Word for word, return the lines below from the first through the line that has "small outbuilding?", dropping the pictures.

*** Input for this task

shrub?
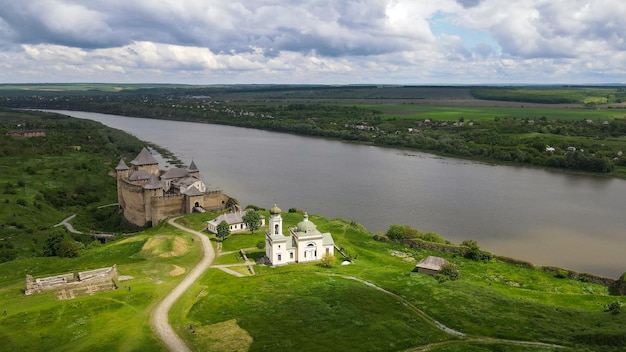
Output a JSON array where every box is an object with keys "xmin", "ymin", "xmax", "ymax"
[
  {"xmin": 15, "ymin": 199, "xmax": 27, "ymax": 206},
  {"xmin": 319, "ymin": 253, "xmax": 336, "ymax": 268},
  {"xmin": 256, "ymin": 240, "xmax": 265, "ymax": 249},
  {"xmin": 439, "ymin": 262, "xmax": 460, "ymax": 281},
  {"xmin": 462, "ymin": 239, "xmax": 493, "ymax": 262},
  {"xmin": 606, "ymin": 301, "xmax": 622, "ymax": 315},
  {"xmin": 386, "ymin": 224, "xmax": 421, "ymax": 241},
  {"xmin": 555, "ymin": 269, "xmax": 569, "ymax": 279}
]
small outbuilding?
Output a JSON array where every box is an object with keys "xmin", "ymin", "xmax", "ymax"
[
  {"xmin": 207, "ymin": 210, "xmax": 265, "ymax": 234},
  {"xmin": 413, "ymin": 256, "xmax": 450, "ymax": 276}
]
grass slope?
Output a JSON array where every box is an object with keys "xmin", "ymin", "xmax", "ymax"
[
  {"xmin": 170, "ymin": 212, "xmax": 626, "ymax": 352},
  {"xmin": 0, "ymin": 222, "xmax": 202, "ymax": 351},
  {"xmin": 1, "ymin": 211, "xmax": 624, "ymax": 351}
]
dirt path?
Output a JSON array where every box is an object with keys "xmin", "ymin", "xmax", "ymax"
[
  {"xmin": 319, "ymin": 273, "xmax": 564, "ymax": 351},
  {"xmin": 54, "ymin": 214, "xmax": 82, "ymax": 234},
  {"xmin": 150, "ymin": 218, "xmax": 216, "ymax": 352}
]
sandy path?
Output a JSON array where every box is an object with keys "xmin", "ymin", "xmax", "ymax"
[{"xmin": 151, "ymin": 218, "xmax": 215, "ymax": 352}]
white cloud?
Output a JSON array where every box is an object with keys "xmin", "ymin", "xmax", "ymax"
[{"xmin": 0, "ymin": 0, "xmax": 623, "ymax": 83}]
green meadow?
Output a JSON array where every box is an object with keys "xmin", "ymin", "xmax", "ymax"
[
  {"xmin": 355, "ymin": 104, "xmax": 626, "ymax": 121},
  {"xmin": 0, "ymin": 210, "xmax": 624, "ymax": 351},
  {"xmin": 169, "ymin": 212, "xmax": 626, "ymax": 352},
  {"xmin": 0, "ymin": 221, "xmax": 203, "ymax": 351}
]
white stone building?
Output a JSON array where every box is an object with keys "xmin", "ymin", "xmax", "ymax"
[
  {"xmin": 207, "ymin": 210, "xmax": 265, "ymax": 234},
  {"xmin": 265, "ymin": 204, "xmax": 335, "ymax": 266}
]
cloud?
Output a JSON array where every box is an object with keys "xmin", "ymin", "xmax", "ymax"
[{"xmin": 0, "ymin": 0, "xmax": 623, "ymax": 84}]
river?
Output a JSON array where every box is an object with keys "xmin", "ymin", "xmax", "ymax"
[{"xmin": 48, "ymin": 110, "xmax": 625, "ymax": 278}]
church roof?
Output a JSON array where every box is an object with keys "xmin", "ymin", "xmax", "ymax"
[
  {"xmin": 128, "ymin": 170, "xmax": 151, "ymax": 181},
  {"xmin": 322, "ymin": 233, "xmax": 335, "ymax": 246},
  {"xmin": 160, "ymin": 167, "xmax": 188, "ymax": 179},
  {"xmin": 115, "ymin": 159, "xmax": 129, "ymax": 171},
  {"xmin": 143, "ymin": 174, "xmax": 163, "ymax": 189},
  {"xmin": 131, "ymin": 147, "xmax": 158, "ymax": 166},
  {"xmin": 188, "ymin": 160, "xmax": 199, "ymax": 171},
  {"xmin": 296, "ymin": 213, "xmax": 317, "ymax": 233},
  {"xmin": 270, "ymin": 204, "xmax": 282, "ymax": 215}
]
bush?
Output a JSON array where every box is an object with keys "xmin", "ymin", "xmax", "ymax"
[
  {"xmin": 606, "ymin": 301, "xmax": 621, "ymax": 315},
  {"xmin": 439, "ymin": 262, "xmax": 460, "ymax": 281},
  {"xmin": 15, "ymin": 199, "xmax": 27, "ymax": 206},
  {"xmin": 319, "ymin": 253, "xmax": 336, "ymax": 268},
  {"xmin": 256, "ymin": 240, "xmax": 265, "ymax": 249},
  {"xmin": 555, "ymin": 269, "xmax": 569, "ymax": 279},
  {"xmin": 462, "ymin": 239, "xmax": 493, "ymax": 262}
]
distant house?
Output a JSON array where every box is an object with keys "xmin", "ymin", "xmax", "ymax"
[
  {"xmin": 207, "ymin": 210, "xmax": 265, "ymax": 234},
  {"xmin": 6, "ymin": 129, "xmax": 46, "ymax": 137},
  {"xmin": 413, "ymin": 256, "xmax": 449, "ymax": 276},
  {"xmin": 546, "ymin": 146, "xmax": 556, "ymax": 153}
]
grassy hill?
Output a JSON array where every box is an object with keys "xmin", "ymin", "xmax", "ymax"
[
  {"xmin": 0, "ymin": 211, "xmax": 624, "ymax": 351},
  {"xmin": 0, "ymin": 109, "xmax": 179, "ymax": 261}
]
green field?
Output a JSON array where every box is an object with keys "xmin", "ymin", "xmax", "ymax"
[
  {"xmin": 0, "ymin": 221, "xmax": 203, "ymax": 351},
  {"xmin": 0, "ymin": 209, "xmax": 624, "ymax": 351},
  {"xmin": 355, "ymin": 104, "xmax": 626, "ymax": 121}
]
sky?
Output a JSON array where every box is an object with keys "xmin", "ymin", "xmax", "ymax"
[{"xmin": 0, "ymin": 0, "xmax": 624, "ymax": 85}]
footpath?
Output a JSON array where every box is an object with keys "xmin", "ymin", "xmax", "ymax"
[{"xmin": 150, "ymin": 218, "xmax": 216, "ymax": 352}]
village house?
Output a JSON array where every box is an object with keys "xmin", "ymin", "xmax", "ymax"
[
  {"xmin": 265, "ymin": 204, "xmax": 334, "ymax": 266},
  {"xmin": 413, "ymin": 256, "xmax": 450, "ymax": 276},
  {"xmin": 207, "ymin": 208, "xmax": 266, "ymax": 234}
]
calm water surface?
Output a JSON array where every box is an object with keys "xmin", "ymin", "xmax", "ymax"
[{"xmin": 49, "ymin": 110, "xmax": 625, "ymax": 277}]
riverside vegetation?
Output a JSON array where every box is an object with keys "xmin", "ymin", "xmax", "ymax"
[
  {"xmin": 0, "ymin": 109, "xmax": 182, "ymax": 262},
  {"xmin": 2, "ymin": 84, "xmax": 626, "ymax": 177},
  {"xmin": 1, "ymin": 108, "xmax": 626, "ymax": 351}
]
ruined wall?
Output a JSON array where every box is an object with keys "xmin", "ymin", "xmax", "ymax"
[{"xmin": 25, "ymin": 265, "xmax": 118, "ymax": 296}]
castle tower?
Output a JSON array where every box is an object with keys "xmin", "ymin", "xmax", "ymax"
[
  {"xmin": 143, "ymin": 173, "xmax": 164, "ymax": 225},
  {"xmin": 115, "ymin": 158, "xmax": 130, "ymax": 209},
  {"xmin": 188, "ymin": 160, "xmax": 200, "ymax": 179},
  {"xmin": 269, "ymin": 204, "xmax": 283, "ymax": 236},
  {"xmin": 130, "ymin": 147, "xmax": 159, "ymax": 176}
]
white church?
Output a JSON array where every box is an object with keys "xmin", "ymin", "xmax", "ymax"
[{"xmin": 265, "ymin": 204, "xmax": 335, "ymax": 266}]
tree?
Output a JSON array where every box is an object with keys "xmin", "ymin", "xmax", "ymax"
[
  {"xmin": 43, "ymin": 228, "xmax": 66, "ymax": 257},
  {"xmin": 57, "ymin": 240, "xmax": 81, "ymax": 258},
  {"xmin": 242, "ymin": 209, "xmax": 262, "ymax": 234},
  {"xmin": 216, "ymin": 220, "xmax": 230, "ymax": 242}
]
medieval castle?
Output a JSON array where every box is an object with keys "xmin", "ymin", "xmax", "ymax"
[{"xmin": 115, "ymin": 148, "xmax": 235, "ymax": 226}]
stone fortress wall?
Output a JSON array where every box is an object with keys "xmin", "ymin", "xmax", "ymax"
[{"xmin": 116, "ymin": 148, "xmax": 235, "ymax": 227}]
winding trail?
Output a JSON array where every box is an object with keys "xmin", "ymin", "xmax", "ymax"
[
  {"xmin": 319, "ymin": 273, "xmax": 564, "ymax": 351},
  {"xmin": 54, "ymin": 214, "xmax": 82, "ymax": 234},
  {"xmin": 150, "ymin": 217, "xmax": 216, "ymax": 352}
]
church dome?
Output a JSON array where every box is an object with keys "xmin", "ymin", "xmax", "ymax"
[
  {"xmin": 270, "ymin": 204, "xmax": 282, "ymax": 215},
  {"xmin": 297, "ymin": 212, "xmax": 317, "ymax": 233}
]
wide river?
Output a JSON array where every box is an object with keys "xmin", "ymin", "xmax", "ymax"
[{"xmin": 50, "ymin": 110, "xmax": 625, "ymax": 278}]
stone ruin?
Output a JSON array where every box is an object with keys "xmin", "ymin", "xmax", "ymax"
[{"xmin": 25, "ymin": 265, "xmax": 118, "ymax": 300}]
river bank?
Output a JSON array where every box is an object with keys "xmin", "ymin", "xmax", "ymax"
[{"xmin": 45, "ymin": 110, "xmax": 626, "ymax": 278}]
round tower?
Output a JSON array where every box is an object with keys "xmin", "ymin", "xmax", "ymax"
[{"xmin": 115, "ymin": 158, "xmax": 130, "ymax": 209}]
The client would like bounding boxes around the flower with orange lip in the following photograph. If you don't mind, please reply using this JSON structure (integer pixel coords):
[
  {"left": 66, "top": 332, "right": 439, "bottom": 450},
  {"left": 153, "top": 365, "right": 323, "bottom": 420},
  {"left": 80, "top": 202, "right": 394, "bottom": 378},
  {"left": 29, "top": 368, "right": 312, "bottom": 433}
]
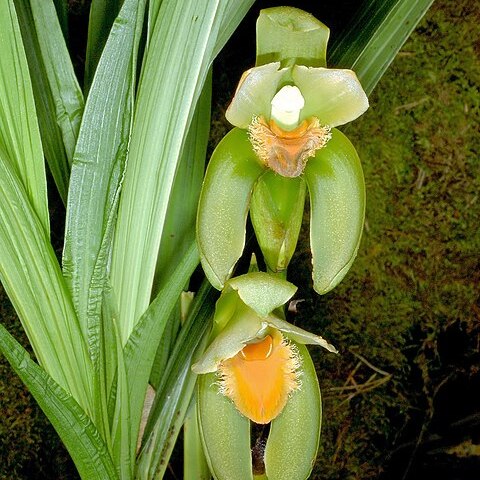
[
  {"left": 193, "top": 271, "right": 337, "bottom": 480},
  {"left": 197, "top": 7, "right": 369, "bottom": 296},
  {"left": 192, "top": 272, "right": 336, "bottom": 424}
]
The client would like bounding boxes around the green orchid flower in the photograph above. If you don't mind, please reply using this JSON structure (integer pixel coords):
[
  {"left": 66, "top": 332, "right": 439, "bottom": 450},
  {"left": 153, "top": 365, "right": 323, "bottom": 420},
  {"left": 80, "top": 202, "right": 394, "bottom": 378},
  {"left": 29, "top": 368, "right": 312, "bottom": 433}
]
[
  {"left": 197, "top": 7, "right": 368, "bottom": 294},
  {"left": 192, "top": 272, "right": 336, "bottom": 480}
]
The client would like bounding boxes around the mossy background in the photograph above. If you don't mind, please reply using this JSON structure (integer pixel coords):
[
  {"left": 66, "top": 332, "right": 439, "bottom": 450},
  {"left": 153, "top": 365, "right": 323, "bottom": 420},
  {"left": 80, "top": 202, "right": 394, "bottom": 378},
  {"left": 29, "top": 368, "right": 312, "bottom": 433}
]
[{"left": 1, "top": 0, "right": 479, "bottom": 478}]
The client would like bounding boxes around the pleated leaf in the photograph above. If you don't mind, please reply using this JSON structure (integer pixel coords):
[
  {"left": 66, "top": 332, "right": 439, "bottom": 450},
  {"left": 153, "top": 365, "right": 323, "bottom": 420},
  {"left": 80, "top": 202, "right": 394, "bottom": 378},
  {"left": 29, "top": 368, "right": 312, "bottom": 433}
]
[
  {"left": 0, "top": 0, "right": 49, "bottom": 232},
  {"left": 84, "top": 0, "right": 123, "bottom": 92},
  {"left": 13, "top": 0, "right": 71, "bottom": 203},
  {"left": 0, "top": 148, "right": 94, "bottom": 416},
  {"left": 136, "top": 282, "right": 216, "bottom": 478},
  {"left": 122, "top": 241, "right": 200, "bottom": 466},
  {"left": 29, "top": 0, "right": 84, "bottom": 166},
  {"left": 63, "top": 0, "right": 146, "bottom": 367},
  {"left": 0, "top": 325, "right": 118, "bottom": 480},
  {"left": 149, "top": 75, "right": 212, "bottom": 388},
  {"left": 110, "top": 0, "right": 254, "bottom": 344},
  {"left": 153, "top": 73, "right": 212, "bottom": 293},
  {"left": 329, "top": 0, "right": 435, "bottom": 95}
]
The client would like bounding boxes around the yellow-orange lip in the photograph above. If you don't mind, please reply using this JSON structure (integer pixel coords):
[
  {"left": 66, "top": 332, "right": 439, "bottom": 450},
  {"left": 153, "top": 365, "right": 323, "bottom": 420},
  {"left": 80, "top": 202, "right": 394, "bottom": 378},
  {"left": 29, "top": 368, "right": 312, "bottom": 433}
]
[
  {"left": 218, "top": 331, "right": 301, "bottom": 424},
  {"left": 248, "top": 116, "right": 331, "bottom": 177}
]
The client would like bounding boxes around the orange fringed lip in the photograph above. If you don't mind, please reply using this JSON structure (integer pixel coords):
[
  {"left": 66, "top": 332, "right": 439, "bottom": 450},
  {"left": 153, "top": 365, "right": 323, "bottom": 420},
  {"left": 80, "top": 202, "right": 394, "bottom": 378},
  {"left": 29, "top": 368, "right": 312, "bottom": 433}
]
[
  {"left": 218, "top": 331, "right": 301, "bottom": 424},
  {"left": 248, "top": 116, "right": 331, "bottom": 178}
]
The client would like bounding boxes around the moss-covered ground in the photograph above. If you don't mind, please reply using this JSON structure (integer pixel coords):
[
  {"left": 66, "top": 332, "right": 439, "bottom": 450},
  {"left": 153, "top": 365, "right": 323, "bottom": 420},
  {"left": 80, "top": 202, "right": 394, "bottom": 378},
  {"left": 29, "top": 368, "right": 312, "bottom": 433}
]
[
  {"left": 1, "top": 0, "right": 479, "bottom": 478},
  {"left": 298, "top": 1, "right": 479, "bottom": 478}
]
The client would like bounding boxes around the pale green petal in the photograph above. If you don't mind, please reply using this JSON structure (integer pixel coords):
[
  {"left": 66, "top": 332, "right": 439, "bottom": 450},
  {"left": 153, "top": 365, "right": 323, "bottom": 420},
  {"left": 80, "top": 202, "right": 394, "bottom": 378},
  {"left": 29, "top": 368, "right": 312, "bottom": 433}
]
[
  {"left": 225, "top": 62, "right": 286, "bottom": 128},
  {"left": 191, "top": 305, "right": 266, "bottom": 374},
  {"left": 266, "top": 316, "right": 337, "bottom": 353},
  {"left": 197, "top": 373, "right": 252, "bottom": 480},
  {"left": 293, "top": 65, "right": 368, "bottom": 127},
  {"left": 304, "top": 129, "right": 365, "bottom": 295},
  {"left": 265, "top": 344, "right": 321, "bottom": 480},
  {"left": 212, "top": 289, "right": 239, "bottom": 334},
  {"left": 226, "top": 272, "right": 297, "bottom": 317},
  {"left": 197, "top": 128, "right": 264, "bottom": 290}
]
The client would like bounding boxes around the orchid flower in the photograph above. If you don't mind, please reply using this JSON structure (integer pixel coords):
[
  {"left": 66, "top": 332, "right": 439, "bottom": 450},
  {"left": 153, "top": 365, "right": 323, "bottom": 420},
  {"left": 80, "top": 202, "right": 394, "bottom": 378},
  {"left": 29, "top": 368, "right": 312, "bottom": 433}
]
[
  {"left": 197, "top": 7, "right": 368, "bottom": 294},
  {"left": 192, "top": 272, "right": 336, "bottom": 479}
]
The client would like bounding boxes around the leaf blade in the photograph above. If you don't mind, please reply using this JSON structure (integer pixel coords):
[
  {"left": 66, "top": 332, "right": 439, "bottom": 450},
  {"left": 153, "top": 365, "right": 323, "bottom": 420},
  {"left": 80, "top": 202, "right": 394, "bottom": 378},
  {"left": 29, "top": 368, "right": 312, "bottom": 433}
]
[
  {"left": 0, "top": 324, "right": 118, "bottom": 480},
  {"left": 0, "top": 147, "right": 94, "bottom": 416},
  {"left": 329, "top": 0, "right": 435, "bottom": 95},
  {"left": 110, "top": 0, "right": 254, "bottom": 342},
  {"left": 63, "top": 0, "right": 147, "bottom": 366},
  {"left": 13, "top": 0, "right": 71, "bottom": 203},
  {"left": 0, "top": 0, "right": 49, "bottom": 231},
  {"left": 29, "top": 0, "right": 84, "bottom": 164}
]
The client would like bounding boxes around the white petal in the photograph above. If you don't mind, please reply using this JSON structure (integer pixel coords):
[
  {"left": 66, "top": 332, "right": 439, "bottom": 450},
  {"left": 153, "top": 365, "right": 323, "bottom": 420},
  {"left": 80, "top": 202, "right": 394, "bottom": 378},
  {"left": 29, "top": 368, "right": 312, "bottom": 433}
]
[
  {"left": 293, "top": 65, "right": 369, "bottom": 127},
  {"left": 225, "top": 62, "right": 286, "bottom": 128},
  {"left": 192, "top": 307, "right": 267, "bottom": 374}
]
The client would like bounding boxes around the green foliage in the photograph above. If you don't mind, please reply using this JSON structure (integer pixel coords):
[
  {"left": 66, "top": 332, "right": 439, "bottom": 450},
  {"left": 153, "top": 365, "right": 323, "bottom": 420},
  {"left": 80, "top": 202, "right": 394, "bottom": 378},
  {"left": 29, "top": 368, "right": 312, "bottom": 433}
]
[{"left": 2, "top": 0, "right": 476, "bottom": 478}]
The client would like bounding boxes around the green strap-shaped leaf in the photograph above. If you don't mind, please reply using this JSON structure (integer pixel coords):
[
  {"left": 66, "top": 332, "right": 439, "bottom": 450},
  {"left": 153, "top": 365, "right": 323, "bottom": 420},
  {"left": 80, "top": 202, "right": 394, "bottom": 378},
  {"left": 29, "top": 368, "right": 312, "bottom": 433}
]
[
  {"left": 149, "top": 74, "right": 212, "bottom": 389},
  {"left": 212, "top": 0, "right": 255, "bottom": 60},
  {"left": 63, "top": 0, "right": 147, "bottom": 367},
  {"left": 329, "top": 0, "right": 435, "bottom": 95},
  {"left": 0, "top": 0, "right": 49, "bottom": 232},
  {"left": 136, "top": 281, "right": 216, "bottom": 478},
  {"left": 110, "top": 0, "right": 254, "bottom": 343},
  {"left": 123, "top": 241, "right": 199, "bottom": 465},
  {"left": 0, "top": 324, "right": 118, "bottom": 480},
  {"left": 197, "top": 128, "right": 264, "bottom": 290},
  {"left": 52, "top": 0, "right": 68, "bottom": 38},
  {"left": 265, "top": 344, "right": 321, "bottom": 480},
  {"left": 197, "top": 373, "right": 253, "bottom": 480},
  {"left": 0, "top": 148, "right": 94, "bottom": 415},
  {"left": 84, "top": 0, "right": 123, "bottom": 92},
  {"left": 154, "top": 72, "right": 212, "bottom": 294},
  {"left": 13, "top": 0, "right": 71, "bottom": 203},
  {"left": 110, "top": 320, "right": 133, "bottom": 479},
  {"left": 304, "top": 128, "right": 365, "bottom": 295},
  {"left": 29, "top": 0, "right": 84, "bottom": 165}
]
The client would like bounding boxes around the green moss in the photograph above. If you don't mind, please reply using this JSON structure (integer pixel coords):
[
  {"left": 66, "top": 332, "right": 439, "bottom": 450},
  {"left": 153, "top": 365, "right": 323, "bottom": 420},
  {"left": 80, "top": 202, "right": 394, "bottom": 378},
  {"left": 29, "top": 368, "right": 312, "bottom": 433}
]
[{"left": 290, "top": 0, "right": 480, "bottom": 477}]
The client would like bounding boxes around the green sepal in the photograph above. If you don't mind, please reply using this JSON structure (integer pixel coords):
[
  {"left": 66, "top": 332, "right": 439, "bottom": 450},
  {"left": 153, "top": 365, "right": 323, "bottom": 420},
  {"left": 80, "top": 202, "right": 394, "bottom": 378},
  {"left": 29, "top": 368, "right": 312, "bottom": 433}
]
[
  {"left": 265, "top": 344, "right": 321, "bottom": 480},
  {"left": 256, "top": 7, "right": 330, "bottom": 68},
  {"left": 250, "top": 172, "right": 306, "bottom": 273},
  {"left": 226, "top": 271, "right": 297, "bottom": 318},
  {"left": 197, "top": 372, "right": 253, "bottom": 480},
  {"left": 304, "top": 128, "right": 365, "bottom": 294},
  {"left": 197, "top": 128, "right": 264, "bottom": 290}
]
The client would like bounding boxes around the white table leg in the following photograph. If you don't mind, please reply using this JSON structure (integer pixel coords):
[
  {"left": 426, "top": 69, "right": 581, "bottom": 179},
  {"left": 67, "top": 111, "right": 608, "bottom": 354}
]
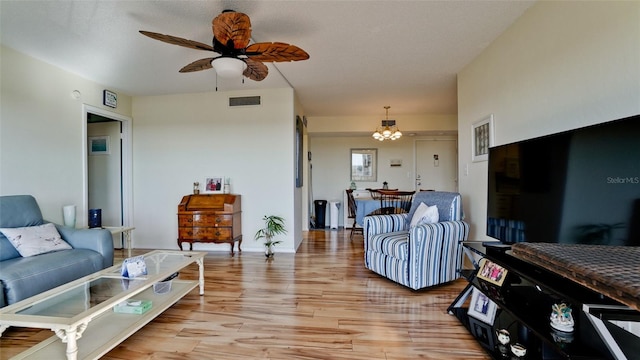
[
  {"left": 197, "top": 258, "right": 204, "bottom": 295},
  {"left": 123, "top": 230, "right": 132, "bottom": 257},
  {"left": 54, "top": 322, "right": 87, "bottom": 360}
]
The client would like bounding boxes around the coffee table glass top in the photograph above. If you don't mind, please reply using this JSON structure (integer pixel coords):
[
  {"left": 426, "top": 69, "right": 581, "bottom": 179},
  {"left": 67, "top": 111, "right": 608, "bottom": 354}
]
[
  {"left": 0, "top": 250, "right": 205, "bottom": 322},
  {"left": 15, "top": 277, "right": 148, "bottom": 318}
]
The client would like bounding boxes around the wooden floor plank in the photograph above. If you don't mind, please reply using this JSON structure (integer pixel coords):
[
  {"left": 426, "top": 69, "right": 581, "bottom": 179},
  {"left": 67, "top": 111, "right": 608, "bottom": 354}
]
[{"left": 0, "top": 229, "right": 488, "bottom": 359}]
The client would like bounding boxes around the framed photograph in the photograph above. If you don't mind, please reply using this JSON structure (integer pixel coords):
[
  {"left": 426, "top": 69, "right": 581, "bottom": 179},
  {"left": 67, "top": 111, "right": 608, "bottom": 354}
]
[
  {"left": 472, "top": 114, "right": 494, "bottom": 162},
  {"left": 477, "top": 258, "right": 508, "bottom": 286},
  {"left": 103, "top": 89, "right": 117, "bottom": 108},
  {"left": 468, "top": 315, "right": 496, "bottom": 349},
  {"left": 88, "top": 136, "right": 110, "bottom": 155},
  {"left": 204, "top": 176, "right": 224, "bottom": 193},
  {"left": 351, "top": 148, "right": 377, "bottom": 182},
  {"left": 468, "top": 287, "right": 498, "bottom": 325}
]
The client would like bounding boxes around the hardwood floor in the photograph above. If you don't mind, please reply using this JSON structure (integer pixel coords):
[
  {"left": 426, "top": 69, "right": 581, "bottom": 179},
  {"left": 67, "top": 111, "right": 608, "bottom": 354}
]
[{"left": 0, "top": 230, "right": 488, "bottom": 359}]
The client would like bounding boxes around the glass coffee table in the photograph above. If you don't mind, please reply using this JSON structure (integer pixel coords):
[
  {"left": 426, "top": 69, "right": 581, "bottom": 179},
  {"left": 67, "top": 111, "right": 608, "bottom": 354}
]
[{"left": 0, "top": 250, "right": 206, "bottom": 360}]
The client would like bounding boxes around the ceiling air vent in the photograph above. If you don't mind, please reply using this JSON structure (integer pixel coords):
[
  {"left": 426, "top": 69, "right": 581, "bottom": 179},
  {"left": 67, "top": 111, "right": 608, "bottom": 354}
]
[{"left": 229, "top": 96, "right": 261, "bottom": 107}]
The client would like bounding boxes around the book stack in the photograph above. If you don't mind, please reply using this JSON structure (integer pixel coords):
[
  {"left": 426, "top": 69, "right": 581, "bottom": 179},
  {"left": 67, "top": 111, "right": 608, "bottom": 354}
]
[{"left": 113, "top": 299, "right": 152, "bottom": 314}]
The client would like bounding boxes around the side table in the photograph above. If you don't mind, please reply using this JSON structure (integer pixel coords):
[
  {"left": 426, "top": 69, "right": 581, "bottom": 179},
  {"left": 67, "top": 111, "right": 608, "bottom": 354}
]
[{"left": 103, "top": 226, "right": 135, "bottom": 257}]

******

Answer to this problem:
shrub?
Output a JSON array where every box is an object with keys "xmin", "ymin", "xmax", "ymax"
[
  {"xmin": 15, "ymin": 199, "xmax": 27, "ymax": 206},
  {"xmin": 319, "ymin": 253, "xmax": 336, "ymax": 268},
  {"xmin": 256, "ymin": 240, "xmax": 265, "ymax": 249},
  {"xmin": 439, "ymin": 262, "xmax": 460, "ymax": 281},
  {"xmin": 462, "ymin": 239, "xmax": 493, "ymax": 262},
  {"xmin": 606, "ymin": 301, "xmax": 622, "ymax": 315},
  {"xmin": 386, "ymin": 224, "xmax": 421, "ymax": 241},
  {"xmin": 555, "ymin": 269, "xmax": 569, "ymax": 279}
]
small outbuilding?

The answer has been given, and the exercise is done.